MARISA – A tecnologia realmente evolui com velocidade assustadora e a mídia, que também age rapidamente, muitas vezes anuncia coisas como fatos já definidos, quando ainda estão em pesquisa. Claro que os pacientes querem saber tudo sobre aquela novidade. Somos frequentemente abordados por pessoas que leram sobre determinado tratamento e o exigem, sem saber que ainda está longe de ser produzido.
É claro que há grandes benefícios, resultantes da evolução da medicina. Mas não adianta tratar de uma elite e deixar o restante da população no abandono. Qual o benefício de selecionar, dar carteirinha etc., se não voltarmos os olhos para a água que não é tratada e para o esgoto que passa dentro das casas?

ADIB JATENE – Não há nenhuma dúvida de que a medicina mudou, e não foi por causa dos médicos. Antigamente tínhamos médico e doente, mas à medida que a tecnologia foi se incorporando surgiram novos atores, a indústria de equipamentos, os laboratórios, o governo e os planos e seguros de saúde, que passaram a decidir o que deve ou não ser feito. E a medicina foi transformada num grande negócio, com sua ética contaminada pela do comércio e da indústria. No momento em que a medicina foi transformada em negócio surgiram todas essas distorções.

**Lista de tarefas:**
[1] De acordo com o trecho do documento, que novos atores surgiram na medicina à medida que a tecnologia foi sendo incorporada?
[2] Com base no trecho do documento, explique por que os pacientes frequentemente exigem tratamentos que ainda estão longe de ser produzidos.

**Dados fornecidos:**

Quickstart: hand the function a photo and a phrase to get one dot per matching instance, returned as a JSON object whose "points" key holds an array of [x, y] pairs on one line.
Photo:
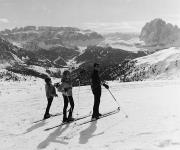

**Respostas por tarefa:**
[1] A indústria de equipamentos, os laboratórios, o governo e os planos e seguros de saúde.

[2] A mídia, que age rapidamente, muitas vezes anuncia como fatos já definidos coisas que ainda estão em pesquisa. Assim, os pacientes leem sobre determinado tratamento e o exigem sem saber que ainda está longe de ser produzido.